• [OPDRACHTEN]:
1. Op welke datum verleende het college volgens het fragment over het hoger beroep bouwvergunning voor een woning op het perceel Leeuweriklaan 6 te Dongen?
2. Pak het fragment over het hoger beroep op na de laatste zin en schrijf het verder.

• [TEKSTFRAGMENT]:
════════════════════
Uitspraak 200909826/1/H1


Volledige tekst

200909826/1/H1.
Datum uitspraak: 2 juni 2010

AFDELING
BESTUURSRECHTSPRAAK

Uitspraak op het hoger beroep van:

[appellant], wonend te Dongen,

tegen de uitspraak van de rechtbank Breda van 2 november 2009 in zaken nrs. 08/620 tot en met 08/630 in het geding tussen:

1. [wederpartijen sub 1]
2. [wederpartijen sub 2]

en

het college van burgemeester en wethouders van Dongen.

1. Procesverloop

Bij besluit van 6 december 2005 heeft het college aan [vergunninghoudster] vrijstelling verleend voor het bouwen van twaalf vrijstaande woningen aan de Haanse Hoef te Dongen.

Bij besluit van 6 juni 2006 heeft het college aan [vergunninghoudster] bouwvergunning verleend voor het bouwen van een woning op het perceel Leeuweriklaan 6 te Dongen.

Bij besluit van 17 december 2007 heeft het college het door [appellant] daartegen gemaakte bezwaar ongegrond verklaard.

Bij besluit van 19 mei 2009 heeft het college het besluit van 17 december 2007 gewijzigd.

Bij uitspraak van 2 november 2009, verzonden op 6 november 2009, heeft de rechtbank, voor zover thans van belang, het door [appellant] tegen de besluiten van 17 december 2007 en 19 mei 2009 ingestelde beroep ongegrond verklaard. Deze uitspraak is aangehecht.
════════════════════
• [GEGEVENSUITTREKSEL]:
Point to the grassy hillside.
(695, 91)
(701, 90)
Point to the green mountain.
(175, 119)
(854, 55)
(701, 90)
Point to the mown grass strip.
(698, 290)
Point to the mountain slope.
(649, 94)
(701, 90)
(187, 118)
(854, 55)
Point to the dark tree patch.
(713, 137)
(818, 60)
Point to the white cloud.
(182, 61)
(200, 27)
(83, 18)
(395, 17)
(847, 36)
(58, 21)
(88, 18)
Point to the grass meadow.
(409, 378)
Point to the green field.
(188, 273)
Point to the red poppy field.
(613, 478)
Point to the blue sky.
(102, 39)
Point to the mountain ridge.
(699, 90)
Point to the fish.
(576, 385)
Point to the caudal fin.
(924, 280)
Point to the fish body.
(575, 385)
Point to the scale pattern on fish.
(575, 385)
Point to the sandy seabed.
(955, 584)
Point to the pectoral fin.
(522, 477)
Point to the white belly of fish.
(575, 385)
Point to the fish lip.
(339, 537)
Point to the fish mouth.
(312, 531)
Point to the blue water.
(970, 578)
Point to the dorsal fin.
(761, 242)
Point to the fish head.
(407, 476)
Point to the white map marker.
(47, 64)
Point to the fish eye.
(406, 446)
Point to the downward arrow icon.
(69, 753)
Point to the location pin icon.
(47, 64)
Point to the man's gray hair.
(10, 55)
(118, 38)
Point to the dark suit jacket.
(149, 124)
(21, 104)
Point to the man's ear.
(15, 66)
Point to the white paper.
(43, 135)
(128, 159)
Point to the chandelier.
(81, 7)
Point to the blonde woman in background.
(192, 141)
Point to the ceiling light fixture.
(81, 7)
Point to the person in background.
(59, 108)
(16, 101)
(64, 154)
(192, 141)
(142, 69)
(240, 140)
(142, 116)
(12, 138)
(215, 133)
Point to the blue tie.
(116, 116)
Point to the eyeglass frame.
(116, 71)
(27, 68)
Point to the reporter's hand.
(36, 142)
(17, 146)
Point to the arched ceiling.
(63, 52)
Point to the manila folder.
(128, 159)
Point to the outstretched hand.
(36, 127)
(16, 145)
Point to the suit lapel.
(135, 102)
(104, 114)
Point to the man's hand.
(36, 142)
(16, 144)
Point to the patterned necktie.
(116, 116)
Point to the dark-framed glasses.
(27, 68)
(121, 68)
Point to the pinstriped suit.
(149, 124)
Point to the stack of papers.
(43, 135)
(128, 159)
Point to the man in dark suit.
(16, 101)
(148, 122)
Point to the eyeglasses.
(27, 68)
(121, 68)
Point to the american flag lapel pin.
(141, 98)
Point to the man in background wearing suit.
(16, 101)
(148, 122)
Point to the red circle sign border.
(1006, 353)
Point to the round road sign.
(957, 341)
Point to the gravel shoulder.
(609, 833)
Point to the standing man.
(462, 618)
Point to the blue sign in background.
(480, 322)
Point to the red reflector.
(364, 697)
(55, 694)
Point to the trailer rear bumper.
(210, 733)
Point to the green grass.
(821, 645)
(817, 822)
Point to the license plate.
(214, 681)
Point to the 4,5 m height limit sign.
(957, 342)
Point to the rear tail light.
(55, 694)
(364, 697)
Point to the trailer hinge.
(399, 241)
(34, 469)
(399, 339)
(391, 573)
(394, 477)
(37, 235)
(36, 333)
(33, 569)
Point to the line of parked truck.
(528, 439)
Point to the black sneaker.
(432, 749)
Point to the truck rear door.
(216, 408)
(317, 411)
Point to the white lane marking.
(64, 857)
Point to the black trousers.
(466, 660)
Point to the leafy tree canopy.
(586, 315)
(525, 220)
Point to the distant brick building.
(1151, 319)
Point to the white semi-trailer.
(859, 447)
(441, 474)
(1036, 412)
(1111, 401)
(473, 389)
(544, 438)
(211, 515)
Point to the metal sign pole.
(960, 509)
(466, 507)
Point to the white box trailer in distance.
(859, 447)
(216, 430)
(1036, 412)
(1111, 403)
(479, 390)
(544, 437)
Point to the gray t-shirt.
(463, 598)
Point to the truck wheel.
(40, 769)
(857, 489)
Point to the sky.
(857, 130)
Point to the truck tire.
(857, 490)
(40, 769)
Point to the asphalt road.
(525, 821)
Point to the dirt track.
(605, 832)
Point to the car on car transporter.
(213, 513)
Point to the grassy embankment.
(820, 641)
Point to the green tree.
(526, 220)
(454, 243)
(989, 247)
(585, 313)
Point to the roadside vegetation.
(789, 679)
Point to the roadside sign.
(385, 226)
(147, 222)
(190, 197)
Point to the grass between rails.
════════════════════
• [ANTWOORDEN OP VOLGORDE]:
1. Op 6 juni 2006.

2.
Tegen deze uitspraak heeft [appellant] bij brief, bij de Raad van State ingekomen op 16 december 2009, hoger beroep ingesteld.

Het college heeft een verweerschrift ingediend.

[vergunninghoudster] heeft een schriftelijke uiteenzetting ingediend.

De Afdeling heeft de zaak ter zitting behandeld op 29 april 2010, waar [appellant], in persoon, en het college, vertegenwoordigd door mr. A. van der Aa, ing. S. Spiering en J.H. Rijken-de Haan, werkzaam bij de gemeente, zijn verschenen. Voorts is ter zitting [vergunninghoudster], vertegenwoordigd door mr. B.F.J. Bollen, advocaat te Tilburg, verschenen.

2. Overwegingen

2.1. Bij besluit van 6 december 2005 heeft het college aan [vergunninghoudster] krachtens artikel 19, eerste lid, van de Wet op de Ruimtelijke Ordening vrijstelling verleend voor het bouwen van twaalf vrijstaande woningen aan de Haanse Hoef te Dongen. Het hier aan de orde zijnde bouwplan heeft betrekking op één van die woningen.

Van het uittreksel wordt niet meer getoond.